Going line by line through the material below, tally those that contain the word "instance" and give the count by itself.

DATA SHOWN
________________________________________

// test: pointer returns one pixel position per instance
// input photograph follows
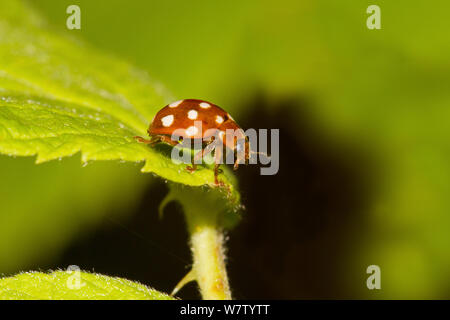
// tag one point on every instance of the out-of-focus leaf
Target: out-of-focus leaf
(72, 285)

________________________________________

ANSWER TO THIS EXERCISE
2